[Written exercise] Could you copy out every line of the records below word for word?

[Data entries]
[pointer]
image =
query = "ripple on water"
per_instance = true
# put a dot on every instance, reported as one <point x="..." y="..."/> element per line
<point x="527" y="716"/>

[Task solution]
[pointer]
image =
query = "ripple on water"
per_instance = true
# put a dot on every instance, reported as one <point x="..." y="..."/> element per line
<point x="527" y="716"/>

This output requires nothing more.